§ **Document section**
MESSAGE FROM THE PRESIDENT
Budget Update
July 14, 2009
We are now about three months into the 2009-2010 fiscal year. This period has allowed us to appreciate fully our financial situation at the end of the 2008-2009 fiscal year and to evaluate the reasonableness of some of the assumptions we made in constructing the 2009-2010 budget.
We ended 2008-2009 with a $14.3-million deficit. In fact, because of the financial prudence exhibited by the University community, we actually spent $4.5 million less in university operations in 2008-2009 than we anticipated. So, where did the deficit come from? It stemmed primarily from the fact that we continued to fund the various activities supported by the University endowments—things like undergraduate and graduate scholarships and bursaries, salary support for professors, equipment and facilities upkeep—even though, as a result of poor market performance, the return on endowment funds did not provide sufficient monies to underwrite these expenses. This resulted in an additional $19 million charge on our operating fund.
What does this mean for our 2009-2010 budgets, the fiscal year we are currently in? As we have indicated in other budget messages, the first charge on our 2009-2010 budget is the $14.3 million needed to cover the previous year’s deficit. In addition, though, the 2009-2010 budget will also be adversely affected by the increase in the deficit in the Universities Academic Pension Plan (UAPP), itself a victim of poor market performance. This will result in the U of C having an additional $8 million expense to cover the UAPP liability in 2009-2010.
One way that we are mitigating these financial hits, as indicated in previous messages, is that the University is increasing enrolment in a planned and strategic way. Hitting our enrolment targets is key to our financial sustainability and will also help off-set the anticipated zero-percent base increases from the Province of Alberta in the years ahead. Notwithstanding the enrolment increase, the University is in a situation where we must make difficult decisions to ensure that we produce a balanced budget in 2009-2010 and into the future—something mandated by the province and the Board of Governors.

§ **Data**
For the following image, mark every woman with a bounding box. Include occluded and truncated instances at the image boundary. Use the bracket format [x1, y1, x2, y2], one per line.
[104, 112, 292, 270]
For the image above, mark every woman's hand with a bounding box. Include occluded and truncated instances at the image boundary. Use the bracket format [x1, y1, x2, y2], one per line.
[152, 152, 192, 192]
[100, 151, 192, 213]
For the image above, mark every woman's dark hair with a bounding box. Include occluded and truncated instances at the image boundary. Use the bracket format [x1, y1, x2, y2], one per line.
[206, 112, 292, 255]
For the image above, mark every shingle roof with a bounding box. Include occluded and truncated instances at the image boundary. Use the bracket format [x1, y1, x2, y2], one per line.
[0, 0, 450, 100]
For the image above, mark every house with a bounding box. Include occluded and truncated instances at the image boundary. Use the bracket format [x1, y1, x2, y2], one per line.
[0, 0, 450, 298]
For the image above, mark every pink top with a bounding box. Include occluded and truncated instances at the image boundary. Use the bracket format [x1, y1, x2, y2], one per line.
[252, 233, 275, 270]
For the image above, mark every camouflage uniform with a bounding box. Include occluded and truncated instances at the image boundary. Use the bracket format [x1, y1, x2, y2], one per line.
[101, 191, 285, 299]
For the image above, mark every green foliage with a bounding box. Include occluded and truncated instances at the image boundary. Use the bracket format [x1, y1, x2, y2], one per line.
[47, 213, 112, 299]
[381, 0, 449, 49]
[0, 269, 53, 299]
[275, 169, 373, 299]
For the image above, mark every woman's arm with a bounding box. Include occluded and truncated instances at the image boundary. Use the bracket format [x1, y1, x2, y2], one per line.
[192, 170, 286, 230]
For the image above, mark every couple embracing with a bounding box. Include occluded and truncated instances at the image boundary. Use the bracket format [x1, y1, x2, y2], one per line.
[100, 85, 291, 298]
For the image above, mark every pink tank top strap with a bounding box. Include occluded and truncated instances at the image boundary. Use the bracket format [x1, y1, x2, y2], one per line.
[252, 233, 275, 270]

§ **Written task**
According to the budget update, how much additional expense will the university face in 2009-2010 to cover the pension plan liability?

§ **Complete answer**
An additional $8 million.